§ **EXCERPTED TEXT**:
#####
We are only extrapolating this research evidence to coaching applications specifically.

The application of emotional intelligence in the workplace has become a popular topic. A healthy application of soft skills, empathy, trust, listening, and communication skills has consistently been shown to produce gains, innovations, and accomplishments by individuals, teams, and organizations and to be a critical factor in the success or failure of executive coaching.


Humanistic Applications in Coaching

Influence of Humanistic Models on Coaching

We can identify shared assumptions among many coaching models, indicating the direct and indirect humanistic philosophical influence and the acceptance of Rogers’ thinking by many. Acknowledging their origins, these widely held assumptions and views are considered obvious ingredients for successful coaching:

The context and relationship between practitioner and client are central to helping the client to tap into their growth capacity.

A trusting relationship based on empathy and empowering the client is essential.

Warm acceptance of clients for who they are, understanding them as unique individuals, and being authentic in the relationship with them are essential for successful coaching.

Individuals have a natural bent to self-actualize and move toward growth; this assumption is demonstrated by the focus on unlocking potential or facilitating development.

Every individual has a capacity, even yearning, for growth and fulfillment.


Humanistic Stance as a Foundation for Coaching

Regardless of additional techniques or theoretical approaches, the humanistic stance is a shared orientation in coaching; these values, assumptions, and concepts are foundational characteristics of coaching, and it is essential to build these into any coherent model of coaching.
#####
§ **INFORMATION**:
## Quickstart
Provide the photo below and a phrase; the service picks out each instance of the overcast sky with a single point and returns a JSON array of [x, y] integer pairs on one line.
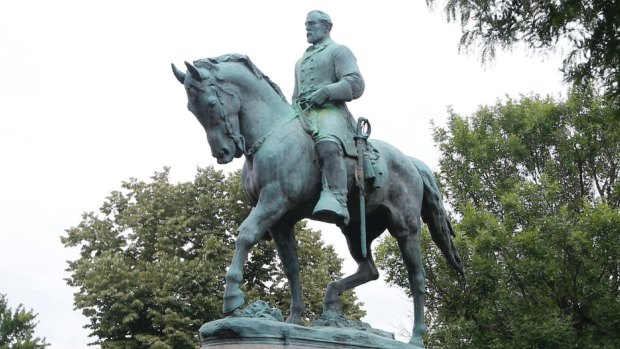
[[87, 100]]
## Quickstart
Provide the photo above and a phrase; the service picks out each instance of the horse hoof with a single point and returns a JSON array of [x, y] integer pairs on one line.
[[417, 342], [296, 320], [232, 301]]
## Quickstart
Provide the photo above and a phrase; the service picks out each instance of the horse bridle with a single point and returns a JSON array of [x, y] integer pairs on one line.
[[237, 137]]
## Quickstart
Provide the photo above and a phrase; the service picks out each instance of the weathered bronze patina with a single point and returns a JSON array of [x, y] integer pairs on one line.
[[245, 113]]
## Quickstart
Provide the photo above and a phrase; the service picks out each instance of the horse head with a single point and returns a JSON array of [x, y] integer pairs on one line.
[[216, 108]]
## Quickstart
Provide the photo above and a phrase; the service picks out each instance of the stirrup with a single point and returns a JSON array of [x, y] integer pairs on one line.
[[329, 210]]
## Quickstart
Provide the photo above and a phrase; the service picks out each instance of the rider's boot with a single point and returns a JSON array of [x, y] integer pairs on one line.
[[332, 205]]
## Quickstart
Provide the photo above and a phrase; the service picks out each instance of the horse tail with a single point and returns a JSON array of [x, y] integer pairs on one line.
[[435, 216]]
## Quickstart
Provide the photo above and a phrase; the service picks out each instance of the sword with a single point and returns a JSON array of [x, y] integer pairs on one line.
[[361, 136]]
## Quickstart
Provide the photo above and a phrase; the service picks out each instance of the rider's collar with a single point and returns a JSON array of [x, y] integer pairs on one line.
[[320, 45]]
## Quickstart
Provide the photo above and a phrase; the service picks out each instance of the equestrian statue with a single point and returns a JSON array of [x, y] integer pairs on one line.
[[310, 159]]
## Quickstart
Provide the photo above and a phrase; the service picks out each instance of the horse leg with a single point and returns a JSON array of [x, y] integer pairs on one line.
[[366, 269], [284, 239], [268, 211], [409, 244]]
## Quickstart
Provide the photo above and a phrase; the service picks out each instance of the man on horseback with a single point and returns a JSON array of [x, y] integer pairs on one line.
[[326, 77]]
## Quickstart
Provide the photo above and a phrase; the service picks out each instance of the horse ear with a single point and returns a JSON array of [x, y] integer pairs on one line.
[[178, 74], [193, 71]]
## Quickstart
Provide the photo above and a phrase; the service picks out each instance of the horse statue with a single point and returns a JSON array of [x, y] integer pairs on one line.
[[245, 113]]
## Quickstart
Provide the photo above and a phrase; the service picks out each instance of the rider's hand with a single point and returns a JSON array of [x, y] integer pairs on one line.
[[318, 97]]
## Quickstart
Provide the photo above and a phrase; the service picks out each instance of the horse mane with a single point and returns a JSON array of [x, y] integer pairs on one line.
[[211, 65]]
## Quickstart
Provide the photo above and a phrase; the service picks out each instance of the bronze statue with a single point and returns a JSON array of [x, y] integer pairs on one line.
[[326, 77], [245, 113]]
#####
Please answer these questions using the text on humanistic coaching:
1. What does the text call a critical factor in the success or failure of executive coaching?
2. Whose thinking does the text say many coaching models accept?
3. What kind of relationship does the text call essential?

§ **WRITTEN REPLY**:
1. A healthy application of soft skills, empathy, trust, listening, and communication skills.
2. Rogers' thinking.
3. A trusting relationship based on empathy and empowering the client.